AIM - Gather every line of the items below that contains the string "sedan", treating uppercase and lowercase letters as different.

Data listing
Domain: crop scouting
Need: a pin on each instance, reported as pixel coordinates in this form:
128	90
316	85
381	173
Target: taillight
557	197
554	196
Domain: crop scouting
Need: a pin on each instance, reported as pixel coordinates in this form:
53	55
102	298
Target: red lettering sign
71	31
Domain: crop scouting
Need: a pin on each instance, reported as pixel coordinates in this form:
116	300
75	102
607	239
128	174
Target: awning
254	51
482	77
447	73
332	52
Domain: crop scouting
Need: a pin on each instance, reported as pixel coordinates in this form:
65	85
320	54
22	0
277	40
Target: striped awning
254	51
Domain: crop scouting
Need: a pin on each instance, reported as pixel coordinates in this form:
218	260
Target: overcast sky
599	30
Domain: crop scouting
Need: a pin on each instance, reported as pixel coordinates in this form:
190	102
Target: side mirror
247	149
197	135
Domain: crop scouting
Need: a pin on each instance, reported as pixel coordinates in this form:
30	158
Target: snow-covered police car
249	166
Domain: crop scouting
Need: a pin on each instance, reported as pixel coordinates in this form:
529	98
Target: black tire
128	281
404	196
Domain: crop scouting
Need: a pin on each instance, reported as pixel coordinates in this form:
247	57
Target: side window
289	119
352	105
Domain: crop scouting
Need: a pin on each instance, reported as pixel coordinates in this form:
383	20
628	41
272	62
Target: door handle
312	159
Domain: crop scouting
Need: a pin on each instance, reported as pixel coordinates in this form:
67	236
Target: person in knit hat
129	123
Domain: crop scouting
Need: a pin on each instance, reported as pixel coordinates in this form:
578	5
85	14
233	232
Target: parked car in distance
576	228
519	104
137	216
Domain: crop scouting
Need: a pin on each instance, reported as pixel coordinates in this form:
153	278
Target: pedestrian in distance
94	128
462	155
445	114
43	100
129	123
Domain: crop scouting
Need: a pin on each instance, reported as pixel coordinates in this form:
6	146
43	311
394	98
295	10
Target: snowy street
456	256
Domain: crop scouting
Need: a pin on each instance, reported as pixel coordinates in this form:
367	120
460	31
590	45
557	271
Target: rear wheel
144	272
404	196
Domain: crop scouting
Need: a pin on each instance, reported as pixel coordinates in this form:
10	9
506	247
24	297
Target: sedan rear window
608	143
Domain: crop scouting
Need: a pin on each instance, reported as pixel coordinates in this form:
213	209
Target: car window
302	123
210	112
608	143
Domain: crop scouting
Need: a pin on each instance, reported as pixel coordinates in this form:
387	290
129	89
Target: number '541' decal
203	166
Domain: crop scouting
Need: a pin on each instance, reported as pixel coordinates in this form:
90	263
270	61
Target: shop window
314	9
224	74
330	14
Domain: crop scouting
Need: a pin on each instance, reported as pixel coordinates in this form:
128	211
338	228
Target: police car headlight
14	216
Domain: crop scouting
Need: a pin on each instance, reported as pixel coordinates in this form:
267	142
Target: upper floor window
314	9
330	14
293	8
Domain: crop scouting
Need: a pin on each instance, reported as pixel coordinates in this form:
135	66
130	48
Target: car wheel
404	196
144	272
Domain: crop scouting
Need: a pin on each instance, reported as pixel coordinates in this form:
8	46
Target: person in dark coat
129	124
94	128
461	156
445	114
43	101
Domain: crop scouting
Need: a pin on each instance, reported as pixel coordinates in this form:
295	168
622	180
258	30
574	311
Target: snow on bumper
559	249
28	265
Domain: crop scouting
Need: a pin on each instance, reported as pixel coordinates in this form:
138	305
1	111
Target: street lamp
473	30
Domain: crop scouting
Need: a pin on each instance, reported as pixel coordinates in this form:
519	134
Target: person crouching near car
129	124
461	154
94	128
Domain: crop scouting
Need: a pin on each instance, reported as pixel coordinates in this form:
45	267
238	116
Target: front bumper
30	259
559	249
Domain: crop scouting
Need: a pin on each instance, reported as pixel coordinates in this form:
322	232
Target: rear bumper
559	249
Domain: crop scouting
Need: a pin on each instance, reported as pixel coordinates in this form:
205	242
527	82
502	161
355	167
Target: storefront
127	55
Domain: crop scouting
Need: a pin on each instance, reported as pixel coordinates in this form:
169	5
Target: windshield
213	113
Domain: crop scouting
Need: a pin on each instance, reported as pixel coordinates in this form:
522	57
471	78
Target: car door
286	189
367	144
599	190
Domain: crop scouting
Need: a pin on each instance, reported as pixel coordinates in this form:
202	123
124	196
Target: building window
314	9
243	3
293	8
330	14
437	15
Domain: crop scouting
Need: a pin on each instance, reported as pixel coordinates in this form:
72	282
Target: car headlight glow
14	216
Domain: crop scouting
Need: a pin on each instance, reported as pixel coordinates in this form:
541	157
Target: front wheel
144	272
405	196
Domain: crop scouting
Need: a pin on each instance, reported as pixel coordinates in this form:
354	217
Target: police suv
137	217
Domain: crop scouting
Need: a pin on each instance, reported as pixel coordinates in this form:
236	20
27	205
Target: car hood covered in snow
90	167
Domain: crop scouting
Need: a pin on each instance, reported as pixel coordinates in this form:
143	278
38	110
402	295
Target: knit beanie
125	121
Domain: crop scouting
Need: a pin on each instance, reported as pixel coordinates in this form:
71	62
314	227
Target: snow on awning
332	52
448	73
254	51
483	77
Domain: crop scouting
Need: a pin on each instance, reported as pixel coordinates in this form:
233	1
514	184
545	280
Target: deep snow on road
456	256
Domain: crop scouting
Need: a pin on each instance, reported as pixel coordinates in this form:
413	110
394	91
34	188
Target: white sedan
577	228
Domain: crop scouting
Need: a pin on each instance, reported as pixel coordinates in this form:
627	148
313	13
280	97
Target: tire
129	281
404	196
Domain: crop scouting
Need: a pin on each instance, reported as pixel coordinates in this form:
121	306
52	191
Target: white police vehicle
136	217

FULL SOLUTION -
Target: sedan rear window
Target: white sedan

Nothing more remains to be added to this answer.